### What is asked
Convert the lines of the records into a numbered list, omitting any blank lines. Begin at the line that contains "Where in this drawing is the white earbud" and continue through the end of the records.

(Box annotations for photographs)
◆ ◆ ◆ ◆ ◆

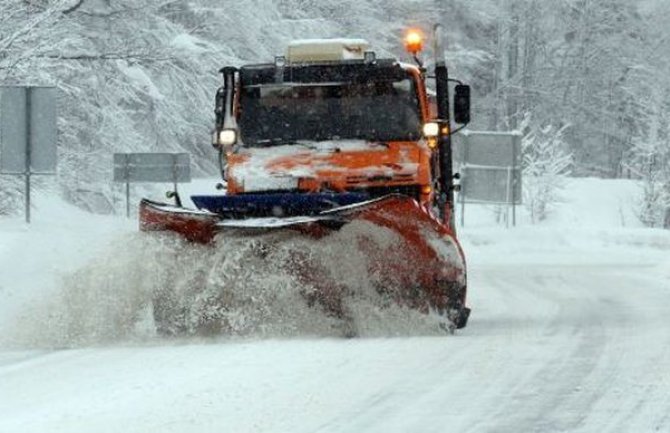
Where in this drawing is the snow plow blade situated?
[140,194,470,331]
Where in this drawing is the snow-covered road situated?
[0,245,670,432]
[0,181,670,433]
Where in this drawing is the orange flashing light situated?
[405,29,423,56]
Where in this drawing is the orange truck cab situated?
[205,39,472,223]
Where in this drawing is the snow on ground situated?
[0,179,670,433]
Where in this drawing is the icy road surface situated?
[0,177,670,433]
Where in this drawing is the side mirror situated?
[454,84,470,124]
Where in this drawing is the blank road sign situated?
[454,131,521,167]
[0,87,58,174]
[114,153,191,183]
[460,166,521,204]
[29,87,58,173]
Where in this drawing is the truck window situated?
[239,77,421,147]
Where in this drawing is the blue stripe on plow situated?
[191,192,370,218]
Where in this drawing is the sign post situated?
[114,153,191,217]
[0,87,58,223]
[454,131,522,226]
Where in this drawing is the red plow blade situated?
[140,195,470,330]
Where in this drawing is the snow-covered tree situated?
[522,122,573,223]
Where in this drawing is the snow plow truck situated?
[139,26,470,332]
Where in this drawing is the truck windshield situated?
[239,78,421,147]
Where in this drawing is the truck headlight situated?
[423,122,440,138]
[215,129,237,146]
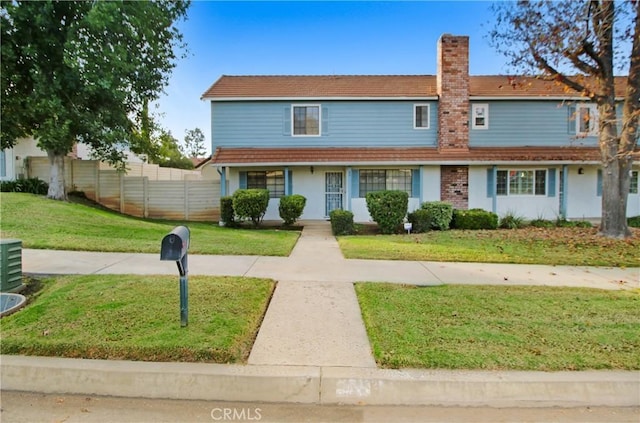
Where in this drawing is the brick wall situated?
[440,166,469,210]
[437,34,469,151]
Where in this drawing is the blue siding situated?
[211,101,437,149]
[469,100,598,147]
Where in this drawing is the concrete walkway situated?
[0,222,640,407]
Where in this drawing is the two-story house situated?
[202,35,640,222]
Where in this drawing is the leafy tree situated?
[0,0,189,199]
[490,0,640,238]
[183,128,207,157]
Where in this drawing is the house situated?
[202,35,640,222]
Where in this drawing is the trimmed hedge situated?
[451,209,498,229]
[329,210,356,235]
[367,191,409,234]
[0,178,49,195]
[278,194,307,225]
[233,189,269,227]
[421,201,453,231]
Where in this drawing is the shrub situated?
[627,216,640,228]
[499,211,526,229]
[278,194,307,225]
[367,191,409,234]
[0,178,49,195]
[452,209,498,229]
[220,195,236,228]
[233,189,269,227]
[329,210,355,235]
[421,201,453,231]
[407,209,431,234]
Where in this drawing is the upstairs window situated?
[575,104,598,137]
[292,105,320,136]
[471,103,489,129]
[496,169,547,195]
[413,104,429,129]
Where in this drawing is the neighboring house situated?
[202,35,640,222]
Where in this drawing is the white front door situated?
[324,172,343,216]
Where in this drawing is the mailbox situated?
[160,226,191,327]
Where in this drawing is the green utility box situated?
[0,239,23,292]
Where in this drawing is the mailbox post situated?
[160,226,191,327]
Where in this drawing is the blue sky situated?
[158,1,508,152]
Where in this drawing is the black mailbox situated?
[160,226,190,261]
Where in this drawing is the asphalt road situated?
[0,391,640,423]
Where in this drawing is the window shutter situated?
[321,107,329,135]
[567,106,578,135]
[487,168,496,198]
[351,169,360,198]
[282,107,291,135]
[411,169,421,198]
[547,168,556,197]
[596,169,602,197]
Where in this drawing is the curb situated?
[0,355,640,407]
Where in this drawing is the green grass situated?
[0,193,299,256]
[356,283,640,371]
[1,275,274,363]
[338,227,640,267]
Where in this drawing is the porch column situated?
[558,165,569,219]
[218,166,227,197]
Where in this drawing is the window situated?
[413,104,429,129]
[247,170,284,198]
[360,169,412,198]
[496,169,547,195]
[292,105,320,136]
[575,104,598,137]
[471,104,489,129]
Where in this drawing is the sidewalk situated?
[1,222,640,407]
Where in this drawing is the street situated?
[0,391,640,423]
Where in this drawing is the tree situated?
[183,128,207,157]
[489,0,640,238]
[0,0,189,199]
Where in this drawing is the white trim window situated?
[413,104,431,129]
[471,103,489,129]
[575,104,598,137]
[496,169,547,195]
[291,104,322,137]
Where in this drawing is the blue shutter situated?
[351,169,360,198]
[411,169,421,198]
[321,107,329,135]
[547,168,556,197]
[487,168,496,198]
[282,107,291,135]
[596,169,602,197]
[567,106,578,135]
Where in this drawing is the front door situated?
[324,172,343,216]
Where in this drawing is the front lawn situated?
[0,192,300,256]
[0,275,275,363]
[338,227,640,267]
[356,283,640,371]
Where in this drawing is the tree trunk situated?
[47,150,67,201]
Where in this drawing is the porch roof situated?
[211,147,600,166]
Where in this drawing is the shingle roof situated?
[211,147,600,166]
[202,75,626,100]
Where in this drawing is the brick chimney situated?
[436,34,469,152]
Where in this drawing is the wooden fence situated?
[28,157,220,221]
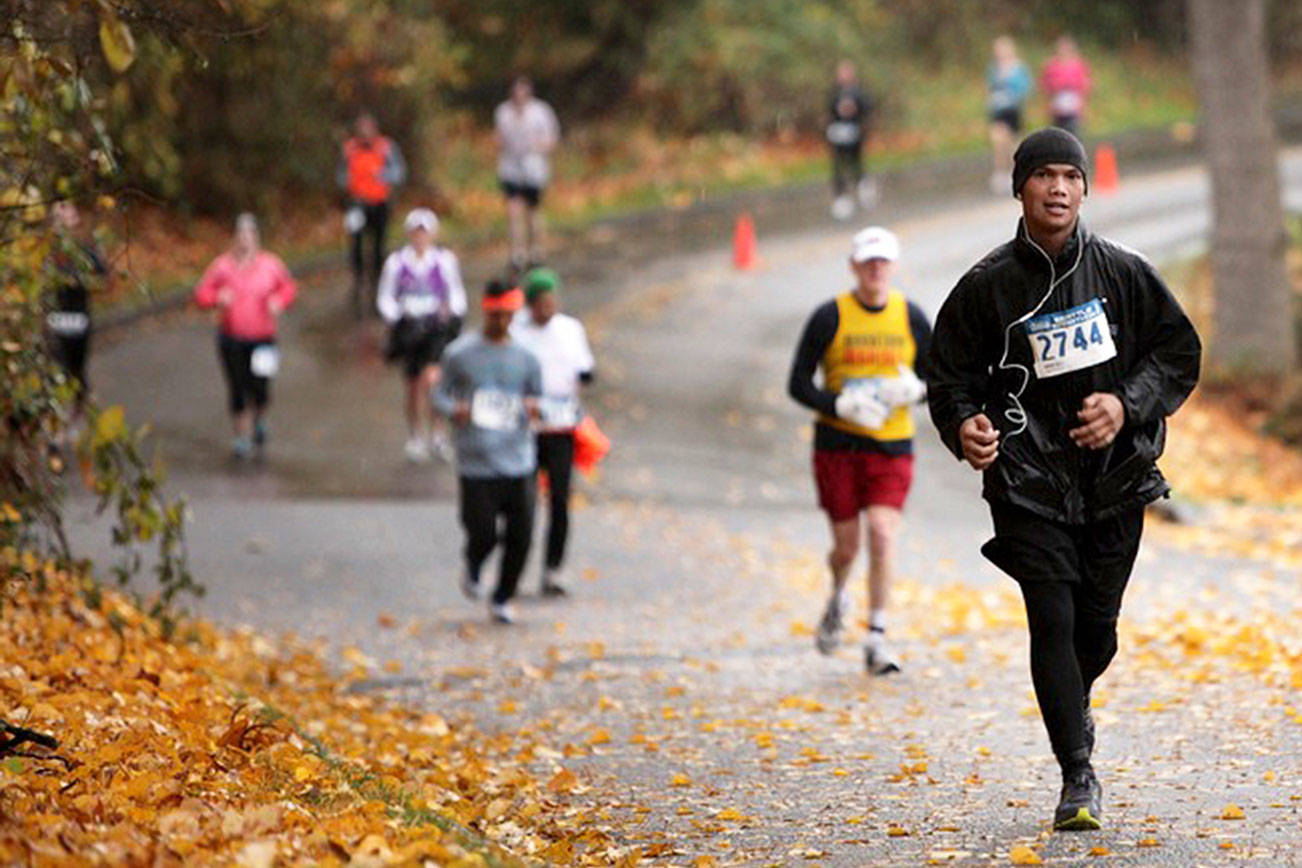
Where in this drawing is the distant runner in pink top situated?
[194,213,297,459]
[1040,35,1092,135]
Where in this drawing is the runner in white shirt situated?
[375,208,466,462]
[510,268,595,596]
[493,77,561,273]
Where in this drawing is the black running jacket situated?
[927,221,1202,524]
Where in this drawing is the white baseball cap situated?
[850,226,900,263]
[402,208,439,236]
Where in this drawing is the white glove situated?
[836,389,891,428]
[878,364,927,407]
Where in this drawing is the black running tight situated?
[1021,582,1120,770]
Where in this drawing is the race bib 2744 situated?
[1026,298,1117,380]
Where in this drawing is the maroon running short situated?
[814,449,913,522]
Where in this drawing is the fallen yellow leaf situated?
[1220,802,1243,820]
[1008,843,1044,865]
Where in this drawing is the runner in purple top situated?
[376,208,466,462]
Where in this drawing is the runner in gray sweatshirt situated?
[434,281,543,623]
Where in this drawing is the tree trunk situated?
[1189,0,1298,373]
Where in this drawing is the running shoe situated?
[855,178,881,211]
[461,566,484,600]
[402,437,430,465]
[542,569,569,597]
[863,634,900,675]
[430,431,456,465]
[814,592,845,656]
[1053,766,1103,832]
[230,437,253,461]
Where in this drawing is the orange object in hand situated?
[574,415,611,475]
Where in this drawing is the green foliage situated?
[0,0,198,613]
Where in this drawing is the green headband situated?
[525,268,561,302]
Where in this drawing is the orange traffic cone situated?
[1094,142,1121,193]
[733,211,759,271]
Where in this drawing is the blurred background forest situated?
[35,0,1302,225]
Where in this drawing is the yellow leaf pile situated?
[0,549,606,865]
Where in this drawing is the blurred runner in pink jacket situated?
[194,213,297,458]
[1040,34,1092,135]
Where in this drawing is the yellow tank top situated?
[819,289,918,440]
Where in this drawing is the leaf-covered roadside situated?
[0,549,611,865]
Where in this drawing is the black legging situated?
[1021,582,1121,770]
[461,476,534,603]
[832,144,863,197]
[538,431,574,570]
[982,502,1143,772]
[217,334,273,414]
[352,202,389,288]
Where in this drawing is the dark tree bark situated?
[1189,0,1298,373]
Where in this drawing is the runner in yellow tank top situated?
[788,226,931,675]
[819,289,918,441]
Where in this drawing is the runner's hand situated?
[1070,392,1126,449]
[878,364,927,407]
[836,389,891,428]
[958,413,999,470]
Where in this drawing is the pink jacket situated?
[194,251,298,341]
[1040,57,1091,116]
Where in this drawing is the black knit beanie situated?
[1013,126,1090,197]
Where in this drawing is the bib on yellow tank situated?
[819,289,918,440]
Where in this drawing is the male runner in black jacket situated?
[927,129,1202,829]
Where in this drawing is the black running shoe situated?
[1053,768,1103,832]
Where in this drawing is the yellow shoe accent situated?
[1053,808,1103,832]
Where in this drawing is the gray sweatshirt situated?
[434,332,543,479]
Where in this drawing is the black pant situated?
[217,334,275,413]
[48,329,90,403]
[832,144,863,197]
[461,476,534,603]
[538,431,574,570]
[353,202,389,286]
[982,504,1143,770]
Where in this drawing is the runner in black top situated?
[927,128,1200,829]
[825,60,876,220]
[46,202,108,416]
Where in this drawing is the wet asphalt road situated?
[72,152,1302,865]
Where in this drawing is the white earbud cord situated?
[999,227,1085,439]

◆ ◆ ◆ ◆ ◆

### Expected answer
1. Where in this drawing is the white earbud cord situated?
2. [999,227,1085,439]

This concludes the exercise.